Estas ruínas já foram a principal atração do jardim. Testemunhas silenciosas de tempos longínquos, de uma vivência que já não volta...ou cenário ardilosamente montado para encantar damas e cavalheiros em passeio, quadro pitoresco tão ao jeito da época em que nasceram duma imaginação mais habituada às efémeras construções teatrais, do que às obras destinadas à eternidade.
Corria o ano de 1858, quando o arquiteto-cenógrafo Giuseppe Cinatti se deslocou a Évora para traçar a nova a magnífica residência apalaçada do abastado lavrador José Maria Ramalho Dinis Perdigão, onde hoje está instalado o Tribunal da Relação. O projeto correu tão bem, que o italiano seria incumbido pelo município de idealizar profundas intervenções nessa área da cidade, em parte patrocinadas pelo seu mencionado “patrão” alentejano, procurando modernizar e embelezar aquela que seria a envolvente da sua nova casa. Foi essa vaga que transformou para sempre os terrenos baldios do Rossio de São Brás. Eram então um ermo conhecido pelas atividades indecentes que ali ocorriam, nada condicentes com os importantes conjuntos patrimoniais próximos: o convento de São Francisco e o antigo Paço de D. Manuel (na próxima imagem).
Cinatti – e outros que lhe seguiram - também acabaria por reabilitar estes monumentos, até porque se encontravam num estado deplorável de degradação e havia o argumento de ali instalar uma escola noturna, o tribunal judicial e, na praça fronteira, um mercado de que a cidade carecia. Mas, a maior novidade, bem ao sentir do espírito de meados do século XIX, foi a implantação de um enorme jardim de inspiração inglesa, um passeio público com recantos bucólicos, lagos, cursos de água, elementos escultóricos, caminhos, que serpenteiam por entre o arvoredo e os canteiros. Como cereja neste apetitoso bolo romântico coreografado para parecer natural, criou-se uma ruína! É nesse contexto que nasce este conjunto arruinadamente composto que passou a ser um dos principais elementos de atracão, local para encontros amorosos e observações platónicas da paisagem, pois servia como miradouro do belo espaço envolvente.

* [INFORMAÇÃO APRESENTADA]
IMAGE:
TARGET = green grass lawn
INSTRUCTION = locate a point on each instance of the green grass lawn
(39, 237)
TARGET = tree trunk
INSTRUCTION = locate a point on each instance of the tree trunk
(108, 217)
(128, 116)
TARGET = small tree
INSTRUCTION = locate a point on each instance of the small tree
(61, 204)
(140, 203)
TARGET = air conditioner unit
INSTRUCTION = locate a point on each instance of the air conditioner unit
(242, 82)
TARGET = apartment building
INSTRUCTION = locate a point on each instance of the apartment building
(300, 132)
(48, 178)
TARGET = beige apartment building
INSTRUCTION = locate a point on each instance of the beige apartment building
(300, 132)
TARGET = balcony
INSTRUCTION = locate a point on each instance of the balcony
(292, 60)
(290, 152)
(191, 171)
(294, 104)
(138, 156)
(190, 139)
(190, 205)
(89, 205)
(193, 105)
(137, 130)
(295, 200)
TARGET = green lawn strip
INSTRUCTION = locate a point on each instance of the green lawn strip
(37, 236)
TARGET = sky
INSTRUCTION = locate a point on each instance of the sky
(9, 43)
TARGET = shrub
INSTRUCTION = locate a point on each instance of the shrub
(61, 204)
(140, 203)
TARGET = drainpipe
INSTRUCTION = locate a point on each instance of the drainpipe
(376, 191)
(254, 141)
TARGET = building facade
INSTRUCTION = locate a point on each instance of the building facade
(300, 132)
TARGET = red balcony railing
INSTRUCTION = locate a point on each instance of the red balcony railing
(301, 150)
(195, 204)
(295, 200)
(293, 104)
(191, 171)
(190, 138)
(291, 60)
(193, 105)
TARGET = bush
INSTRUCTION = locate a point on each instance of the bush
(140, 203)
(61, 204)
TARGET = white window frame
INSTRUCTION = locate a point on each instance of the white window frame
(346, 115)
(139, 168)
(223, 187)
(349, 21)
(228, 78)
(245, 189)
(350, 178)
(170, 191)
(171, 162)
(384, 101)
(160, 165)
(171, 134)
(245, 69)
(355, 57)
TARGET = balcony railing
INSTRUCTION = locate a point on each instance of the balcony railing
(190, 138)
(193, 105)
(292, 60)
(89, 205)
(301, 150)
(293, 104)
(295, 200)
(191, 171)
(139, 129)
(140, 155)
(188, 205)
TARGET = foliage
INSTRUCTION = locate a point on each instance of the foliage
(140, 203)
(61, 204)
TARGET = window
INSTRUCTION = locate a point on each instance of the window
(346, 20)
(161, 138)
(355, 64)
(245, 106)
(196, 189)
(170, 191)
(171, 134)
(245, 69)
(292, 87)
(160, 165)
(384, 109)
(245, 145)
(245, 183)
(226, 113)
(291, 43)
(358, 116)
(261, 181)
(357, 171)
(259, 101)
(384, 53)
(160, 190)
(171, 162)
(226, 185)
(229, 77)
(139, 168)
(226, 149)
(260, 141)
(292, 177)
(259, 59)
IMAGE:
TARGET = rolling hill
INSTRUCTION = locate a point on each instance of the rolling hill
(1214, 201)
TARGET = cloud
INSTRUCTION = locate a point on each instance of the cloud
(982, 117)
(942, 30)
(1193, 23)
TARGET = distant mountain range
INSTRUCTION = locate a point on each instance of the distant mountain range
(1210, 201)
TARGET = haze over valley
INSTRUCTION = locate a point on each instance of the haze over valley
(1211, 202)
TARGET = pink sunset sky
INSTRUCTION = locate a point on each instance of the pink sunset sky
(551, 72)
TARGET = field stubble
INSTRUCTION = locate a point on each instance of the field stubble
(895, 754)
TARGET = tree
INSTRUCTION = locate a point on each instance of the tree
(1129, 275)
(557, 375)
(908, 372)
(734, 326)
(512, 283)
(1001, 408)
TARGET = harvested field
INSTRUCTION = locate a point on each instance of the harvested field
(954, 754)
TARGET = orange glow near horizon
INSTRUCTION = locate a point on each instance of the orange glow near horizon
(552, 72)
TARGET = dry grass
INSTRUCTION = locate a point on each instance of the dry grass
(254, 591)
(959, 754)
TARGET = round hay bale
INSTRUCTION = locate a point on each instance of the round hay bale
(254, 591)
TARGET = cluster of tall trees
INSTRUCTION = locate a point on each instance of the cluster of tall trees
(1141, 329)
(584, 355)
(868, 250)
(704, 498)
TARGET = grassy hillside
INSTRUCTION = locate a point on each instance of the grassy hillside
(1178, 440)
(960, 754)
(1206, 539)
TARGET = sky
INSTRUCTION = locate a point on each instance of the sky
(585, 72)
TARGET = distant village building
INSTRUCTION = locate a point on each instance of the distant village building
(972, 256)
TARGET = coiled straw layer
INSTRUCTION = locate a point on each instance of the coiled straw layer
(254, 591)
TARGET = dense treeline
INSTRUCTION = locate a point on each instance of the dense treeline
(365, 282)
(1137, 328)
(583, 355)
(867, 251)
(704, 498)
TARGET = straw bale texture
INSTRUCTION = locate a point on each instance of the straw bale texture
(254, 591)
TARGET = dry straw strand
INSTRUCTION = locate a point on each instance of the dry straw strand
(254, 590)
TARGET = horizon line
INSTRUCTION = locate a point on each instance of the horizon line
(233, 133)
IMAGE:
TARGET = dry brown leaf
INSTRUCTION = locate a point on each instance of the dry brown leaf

* [CONJUNTO DE TAREFAS]
a) Por favor, reescreva o excerto sobre as ruínas do jardim de Évora na parte que começa nas palavras "Corria o ano" e termina em "(na próxima imagem).", e substitua "lavrador" por "proprietário".
b) Segundo o excerto sobre as ruínas do jardim de Évora, que instituição funciona hoje na residência desenhada por Giuseppe Cinatti?

* [RESPOSTAS POR TAREFA]
a)
Corria o ano de 1858, quando o arquiteto-cenógrafo Giuseppe Cinatti se deslocou a Évora para traçar a nova a magnífica residência apalaçada do abastado proprietário José Maria Ramalho Dinis Perdigão, onde hoje está instalado o Tribunal da Relação. O projeto correu tão bem, que o italiano seria incumbido pelo município de idealizar profundas intervenções nessa área da cidade, em parte patrocinadas pelo seu mencionado “patrão” alentejano, procurando modernizar e embelezar aquela que seria a envolvente da sua nova casa. Foi essa vaga que transformou para sempre os terrenos baldios do Rossio de São Brás. Eram então um ermo conhecido pelas atividades indecentes que ali ocorriam, nada condicentes com os importantes conjuntos patrimoniais próximos: o convento de São Francisco e o antigo Paço de D. Manuel (na próxima imagem).

b) O Tribunal da Relação.